So what is the answer? Should we decouple everything into a single module? Or very very small modules?

As expected the answer is not so simple, the smaller modules you create the greater complexity and upkeep you introduce to your code base or any system. There are many more things to be aware of and use correctly. Your solution becomes a great of indirections.

With cohesion, we can decrease the level of coupling. In cohesion the elements of a module should aim for the same goal; they should try to solve the same domain problem. Considering the cohesion of a module first can have benefits:

Easier to make changes when the related functionality is in the same place with the same goal.
Change happens in one location, a module.
Increasing cohesion decreases coupling. The fewer connections to modules outside the current one lead to better cohesion.

Notice that you can’t create a fully decoupled 100% cohesive code. You will always couple something to something else. The aim is to achieve a good cohesion level with low coupling.

Cohesion tells us how strongly modules and classes are internally related to themselves. Cohesion is the degree to which all of the methods and data structures in a class or module are related to one another and belong together. A module or class with a high level of cohesion will have elements that all share a common purpose.
-=-=-=-=-
• Goal:
Retype the passage on cohesion and coupling in full, word for word.

Records from a dataset
-=-=-=-=-
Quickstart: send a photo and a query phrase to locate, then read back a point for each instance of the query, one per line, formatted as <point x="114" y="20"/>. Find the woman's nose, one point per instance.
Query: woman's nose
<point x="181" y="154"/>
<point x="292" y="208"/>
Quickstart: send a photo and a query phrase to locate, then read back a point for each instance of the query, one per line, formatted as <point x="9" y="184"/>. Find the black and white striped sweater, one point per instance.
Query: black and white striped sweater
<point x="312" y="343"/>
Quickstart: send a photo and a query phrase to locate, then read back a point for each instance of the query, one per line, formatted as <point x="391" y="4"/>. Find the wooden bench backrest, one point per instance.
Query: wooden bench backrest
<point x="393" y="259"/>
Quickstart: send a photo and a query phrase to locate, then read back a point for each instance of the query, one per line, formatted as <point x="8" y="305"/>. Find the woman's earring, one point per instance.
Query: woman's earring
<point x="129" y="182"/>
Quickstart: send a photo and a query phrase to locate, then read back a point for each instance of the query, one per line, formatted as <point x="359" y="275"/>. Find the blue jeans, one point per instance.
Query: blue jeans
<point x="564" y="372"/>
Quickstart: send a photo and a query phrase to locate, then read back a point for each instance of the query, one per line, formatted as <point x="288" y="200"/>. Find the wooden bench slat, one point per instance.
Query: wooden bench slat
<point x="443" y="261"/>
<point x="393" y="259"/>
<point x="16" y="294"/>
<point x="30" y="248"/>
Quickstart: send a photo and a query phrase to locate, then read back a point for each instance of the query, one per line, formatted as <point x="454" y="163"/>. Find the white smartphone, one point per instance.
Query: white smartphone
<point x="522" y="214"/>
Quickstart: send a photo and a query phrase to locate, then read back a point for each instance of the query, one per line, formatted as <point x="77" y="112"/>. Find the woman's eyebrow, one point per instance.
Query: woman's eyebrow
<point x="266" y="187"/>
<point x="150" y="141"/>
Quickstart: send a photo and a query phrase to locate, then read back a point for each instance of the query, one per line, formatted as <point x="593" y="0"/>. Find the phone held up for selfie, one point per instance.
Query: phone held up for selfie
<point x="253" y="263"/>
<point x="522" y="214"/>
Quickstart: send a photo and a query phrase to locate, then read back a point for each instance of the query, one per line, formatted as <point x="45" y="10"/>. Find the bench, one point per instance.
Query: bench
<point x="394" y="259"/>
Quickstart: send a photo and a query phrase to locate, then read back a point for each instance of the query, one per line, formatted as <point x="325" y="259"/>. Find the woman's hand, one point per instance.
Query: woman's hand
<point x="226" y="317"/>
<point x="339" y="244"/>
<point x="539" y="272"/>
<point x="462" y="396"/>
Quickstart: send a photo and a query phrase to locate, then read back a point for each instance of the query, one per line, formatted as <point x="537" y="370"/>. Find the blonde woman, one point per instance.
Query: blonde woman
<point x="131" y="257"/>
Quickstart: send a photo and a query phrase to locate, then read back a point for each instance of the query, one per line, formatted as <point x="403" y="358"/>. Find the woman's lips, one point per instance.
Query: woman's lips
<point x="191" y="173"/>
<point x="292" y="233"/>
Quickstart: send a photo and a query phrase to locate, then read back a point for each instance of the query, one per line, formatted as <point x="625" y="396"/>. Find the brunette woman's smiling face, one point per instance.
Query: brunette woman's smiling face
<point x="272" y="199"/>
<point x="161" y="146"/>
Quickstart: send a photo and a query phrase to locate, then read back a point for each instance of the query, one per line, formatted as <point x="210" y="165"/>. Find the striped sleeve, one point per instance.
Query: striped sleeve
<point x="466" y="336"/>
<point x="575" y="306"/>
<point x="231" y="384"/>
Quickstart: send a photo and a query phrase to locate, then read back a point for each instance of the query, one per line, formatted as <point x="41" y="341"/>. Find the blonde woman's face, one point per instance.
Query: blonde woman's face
-=-=-=-=-
• Output below:
So what is the answer? Should we decouple everything into a single module? Or very very small modules?

As expected the answer is not so simple, the smaller modules you create the greater complexity and upkeep you introduce to your code base or any system. There are many more things to be aware of and use correctly. Your solution becomes a great of indirections.

With cohesion, we can decrease the level of coupling. In cohesion the elements of a module should aim for the same goal; they should try to solve the same domain problem. Considering the cohesion of a module first can have benefits:

Easier to make changes when the related functionality is in the same place with the same goal.
Change happens in one location, a module.
Increasing cohesion decreases coupling. The fewer connections to modules outside the current one lead to better cohesion.

Notice that you can’t create a fully decoupled 100% cohesive code. You will always couple something to something else. The aim is to achieve a good cohesion level with low coupling.

Cohesion tells us how strongly modules and classes are internally related to themselves. Cohesion is the degree to which all of the methods and data structures in a class or module are related to one another and belong together. A module or class with a high level of cohesion will have elements that all share a common purpose.